▶ _Prompt_
Output every line below exactly.

▶ _Dataset extract_
----------
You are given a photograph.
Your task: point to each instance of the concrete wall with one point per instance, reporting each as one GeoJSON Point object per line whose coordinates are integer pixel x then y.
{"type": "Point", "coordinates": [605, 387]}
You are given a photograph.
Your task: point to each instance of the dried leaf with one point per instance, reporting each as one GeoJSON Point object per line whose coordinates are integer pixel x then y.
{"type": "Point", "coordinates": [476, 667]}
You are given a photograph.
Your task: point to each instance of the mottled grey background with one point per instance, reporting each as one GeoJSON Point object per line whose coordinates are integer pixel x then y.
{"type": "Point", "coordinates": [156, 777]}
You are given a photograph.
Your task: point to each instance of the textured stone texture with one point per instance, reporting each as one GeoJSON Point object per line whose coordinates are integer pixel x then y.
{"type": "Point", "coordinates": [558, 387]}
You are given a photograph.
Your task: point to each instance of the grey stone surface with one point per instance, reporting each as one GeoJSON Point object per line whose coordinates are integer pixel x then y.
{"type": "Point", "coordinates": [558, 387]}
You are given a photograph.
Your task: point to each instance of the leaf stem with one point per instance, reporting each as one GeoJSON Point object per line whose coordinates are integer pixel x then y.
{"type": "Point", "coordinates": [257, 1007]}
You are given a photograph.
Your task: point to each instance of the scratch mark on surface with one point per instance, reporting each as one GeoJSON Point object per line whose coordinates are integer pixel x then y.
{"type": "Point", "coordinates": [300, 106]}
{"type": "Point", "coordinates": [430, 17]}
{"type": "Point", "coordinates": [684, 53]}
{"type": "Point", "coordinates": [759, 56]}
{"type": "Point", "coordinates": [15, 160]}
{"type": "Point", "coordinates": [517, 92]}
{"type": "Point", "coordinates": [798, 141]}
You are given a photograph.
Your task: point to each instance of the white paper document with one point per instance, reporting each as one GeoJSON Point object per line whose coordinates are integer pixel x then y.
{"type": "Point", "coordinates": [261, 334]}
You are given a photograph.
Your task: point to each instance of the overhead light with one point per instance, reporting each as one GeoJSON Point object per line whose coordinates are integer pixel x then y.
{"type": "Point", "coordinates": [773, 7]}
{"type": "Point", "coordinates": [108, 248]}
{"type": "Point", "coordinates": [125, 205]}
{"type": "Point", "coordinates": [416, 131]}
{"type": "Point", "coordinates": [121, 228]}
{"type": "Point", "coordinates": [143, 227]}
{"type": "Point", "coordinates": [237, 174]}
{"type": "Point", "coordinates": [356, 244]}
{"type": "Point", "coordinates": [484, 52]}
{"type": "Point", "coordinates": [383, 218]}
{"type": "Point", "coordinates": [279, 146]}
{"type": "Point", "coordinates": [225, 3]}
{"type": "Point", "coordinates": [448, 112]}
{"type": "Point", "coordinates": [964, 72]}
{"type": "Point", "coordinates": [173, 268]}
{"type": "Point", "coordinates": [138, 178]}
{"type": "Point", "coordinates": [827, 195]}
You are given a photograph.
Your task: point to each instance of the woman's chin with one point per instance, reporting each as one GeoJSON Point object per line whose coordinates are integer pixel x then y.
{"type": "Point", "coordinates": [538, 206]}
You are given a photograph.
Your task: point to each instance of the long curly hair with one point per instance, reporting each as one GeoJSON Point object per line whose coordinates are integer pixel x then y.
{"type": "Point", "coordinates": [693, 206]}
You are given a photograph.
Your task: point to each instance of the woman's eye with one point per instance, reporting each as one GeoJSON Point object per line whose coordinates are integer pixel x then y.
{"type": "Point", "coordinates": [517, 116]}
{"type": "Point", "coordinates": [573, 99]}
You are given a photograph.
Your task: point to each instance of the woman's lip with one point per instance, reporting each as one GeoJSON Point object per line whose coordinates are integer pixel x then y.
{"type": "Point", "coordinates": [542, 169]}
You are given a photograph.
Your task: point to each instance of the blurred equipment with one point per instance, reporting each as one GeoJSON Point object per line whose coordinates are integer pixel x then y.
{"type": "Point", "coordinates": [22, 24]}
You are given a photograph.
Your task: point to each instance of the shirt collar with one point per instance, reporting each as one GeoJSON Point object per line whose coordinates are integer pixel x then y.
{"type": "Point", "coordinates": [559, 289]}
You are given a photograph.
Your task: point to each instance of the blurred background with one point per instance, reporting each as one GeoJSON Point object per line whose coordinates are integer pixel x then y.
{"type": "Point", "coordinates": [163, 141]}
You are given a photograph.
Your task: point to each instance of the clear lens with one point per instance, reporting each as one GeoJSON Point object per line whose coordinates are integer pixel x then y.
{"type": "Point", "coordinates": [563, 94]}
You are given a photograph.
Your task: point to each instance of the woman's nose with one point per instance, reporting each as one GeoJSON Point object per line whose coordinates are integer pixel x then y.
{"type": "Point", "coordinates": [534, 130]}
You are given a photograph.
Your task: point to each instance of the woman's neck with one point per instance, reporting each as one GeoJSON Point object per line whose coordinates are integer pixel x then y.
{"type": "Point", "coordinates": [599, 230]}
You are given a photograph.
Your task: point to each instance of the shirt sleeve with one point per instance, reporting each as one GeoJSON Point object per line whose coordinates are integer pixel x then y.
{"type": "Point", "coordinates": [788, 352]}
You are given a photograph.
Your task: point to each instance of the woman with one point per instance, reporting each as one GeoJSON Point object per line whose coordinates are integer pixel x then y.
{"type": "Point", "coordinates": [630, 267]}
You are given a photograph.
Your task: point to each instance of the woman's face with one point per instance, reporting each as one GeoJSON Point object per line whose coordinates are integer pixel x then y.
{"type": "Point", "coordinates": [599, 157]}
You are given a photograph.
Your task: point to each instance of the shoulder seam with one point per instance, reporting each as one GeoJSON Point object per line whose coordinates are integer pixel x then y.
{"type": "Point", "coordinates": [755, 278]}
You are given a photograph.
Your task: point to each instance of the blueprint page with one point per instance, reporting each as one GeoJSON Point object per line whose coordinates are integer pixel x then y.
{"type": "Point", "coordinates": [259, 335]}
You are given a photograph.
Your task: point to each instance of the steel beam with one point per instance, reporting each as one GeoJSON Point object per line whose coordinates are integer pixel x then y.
----------
▶ _Output for this exercise_
You are given a photograph.
Your task: point to each instance of the concrete wall with one point per instance, reporting each as one GeoJSON Point object per line whose coordinates are integer pixel x then y.
{"type": "Point", "coordinates": [605, 387]}
You are given a photograph.
Your task: point to each instance of the dried leaf with one point per instance, reporting each as one GeoJSON Point object per line whose coordinates are integer pixel x then y.
{"type": "Point", "coordinates": [476, 667]}
You are given a photograph.
Your task: point to each instance of the mottled grey background with one point per instance, reporting each as one GeoJSON Point object per line whose coordinates are integer pixel x then y.
{"type": "Point", "coordinates": [156, 777]}
You are given a photograph.
Your task: point to each instance of the textured stone texture with one point per instance, reporting each as one GeoJSON Point object per line whose coordinates are integer pixel x then y.
{"type": "Point", "coordinates": [558, 387]}
You are given a photograph.
Your task: point to each instance of the grey stone surface with one point per instance, reporting each as one GeoJSON Point object per line whose coordinates are integer pixel x then y.
{"type": "Point", "coordinates": [558, 387]}
You are given a photograph.
Your task: point to each instance of the leaf stem with one point per instance, reporting each as one GeoJSON Point object per line whose coordinates are integer pixel x then y.
{"type": "Point", "coordinates": [257, 1007]}
You are given a photograph.
Your task: point to each instance of the scratch mark on surface with one point per instance, reporting each as one GeoJSON Point object per line whose coordinates are integer pixel x then y.
{"type": "Point", "coordinates": [300, 106]}
{"type": "Point", "coordinates": [430, 17]}
{"type": "Point", "coordinates": [684, 53]}
{"type": "Point", "coordinates": [759, 56]}
{"type": "Point", "coordinates": [15, 160]}
{"type": "Point", "coordinates": [517, 92]}
{"type": "Point", "coordinates": [798, 141]}
You are given a photograph.
Your task: point to each instance of the white paper document with one point per instance, reporting each as one GeoJSON Point object per line whose coordinates are integer pixel x then y.
{"type": "Point", "coordinates": [261, 334]}
You are given a photograph.
Your task: point to each instance of the overhead light with one point per instance, reporting each as one GeoJSON Point object per line whose coordinates are integer pixel x then y.
{"type": "Point", "coordinates": [773, 7]}
{"type": "Point", "coordinates": [108, 248]}
{"type": "Point", "coordinates": [125, 205]}
{"type": "Point", "coordinates": [416, 131]}
{"type": "Point", "coordinates": [121, 228]}
{"type": "Point", "coordinates": [143, 227]}
{"type": "Point", "coordinates": [237, 174]}
{"type": "Point", "coordinates": [356, 244]}
{"type": "Point", "coordinates": [484, 52]}
{"type": "Point", "coordinates": [383, 218]}
{"type": "Point", "coordinates": [279, 146]}
{"type": "Point", "coordinates": [225, 3]}
{"type": "Point", "coordinates": [448, 112]}
{"type": "Point", "coordinates": [964, 72]}
{"type": "Point", "coordinates": [173, 268]}
{"type": "Point", "coordinates": [138, 178]}
{"type": "Point", "coordinates": [827, 195]}
You are given a photograph.
Your task: point to each instance of the woman's chin with one point per instance, reporting each as one GeoJSON Point object per line whose coordinates are integer pixel x then y.
{"type": "Point", "coordinates": [538, 206]}
You are given a photograph.
Your task: point to each instance of the long curly hair with one point per instance, reporting each as one GeoJSON Point object per line whose coordinates are integer pixel x then y.
{"type": "Point", "coordinates": [693, 206]}
You are given a photograph.
Your task: point to each instance of the woman's eye with one point per instance, reporting each as one GeoJSON Point object per line whose coordinates are integer pixel x then y.
{"type": "Point", "coordinates": [517, 116]}
{"type": "Point", "coordinates": [573, 99]}
You are given a photograph.
Your task: point to each instance of the woman's lip with one point per instance, reporting each as one GeoJSON Point object per line whose coordinates are integer pixel x then y.
{"type": "Point", "coordinates": [542, 169]}
You are given a photograph.
Your task: point to each instance of the blurred equipment with one point per instance, reporting each as one GeoJSON Point object per line whose coordinates are integer pixel x then y.
{"type": "Point", "coordinates": [22, 24]}
You are given a photograph.
Your task: point to each instance of the shirt collar with one point per instance, reporting each as one GeoJSON Point object per line whose coordinates are integer pixel x then y.
{"type": "Point", "coordinates": [559, 289]}
You are given a photograph.
Your task: point to each instance of the blurred background with one point per instance, reporting each as one GeoJSON Point object per line whose coordinates are integer pixel x then y.
{"type": "Point", "coordinates": [163, 141]}
You are given a photograph.
Your task: point to each instance of the clear lens with one point per instance, reporting each as one GeoJSON Point object per line whose coordinates are integer pixel x then y.
{"type": "Point", "coordinates": [563, 94]}
You are given a photograph.
Your task: point to each instance of the woman's nose with one point per instance, reporting each as one GeoJSON Point object per line whose coordinates are integer pixel x then y.
{"type": "Point", "coordinates": [534, 130]}
You are given a photograph.
Your task: point to each instance of the woman's neck with one point per instance, reporting each as one GeoJSON Point object per line whose coordinates are integer pixel x then y.
{"type": "Point", "coordinates": [599, 230]}
You are given a photograph.
Your task: point to each instance of the shirt sleeve with one point per instance, reporting each as one GeoJSON Point object per line whose coordinates are integer pixel x then y.
{"type": "Point", "coordinates": [788, 352]}
You are given a photograph.
Your task: point to each instance of the woman with one point per instance, reporting each as one GeoJSON Point object per line whose coordinates are integer pixel x then y.
{"type": "Point", "coordinates": [630, 267]}
You are given a photograph.
Your task: point to each instance of the woman's face with one point per instance, reporting each as one GeoJSON Point object per line whose coordinates are integer pixel x then y.
{"type": "Point", "coordinates": [599, 157]}
You are given a photograph.
Your task: point to each instance of the shoulder seam with one point per instance, reporting each as one GeoJSON Point object per line whose coordinates are integer pixel x then y.
{"type": "Point", "coordinates": [755, 278]}
You are given a photograph.
Your task: point to each instance of the blueprint page with one point per instance, reporting each as one GeoJSON Point object per line whose coordinates are integer pixel x then y.
{"type": "Point", "coordinates": [259, 335]}
You are given a photograph.
Your task: point to each instance of the steel beam with one point per instance, reporting each as one GeoJSON Point object per line whose coordinates are integer pixel x then y.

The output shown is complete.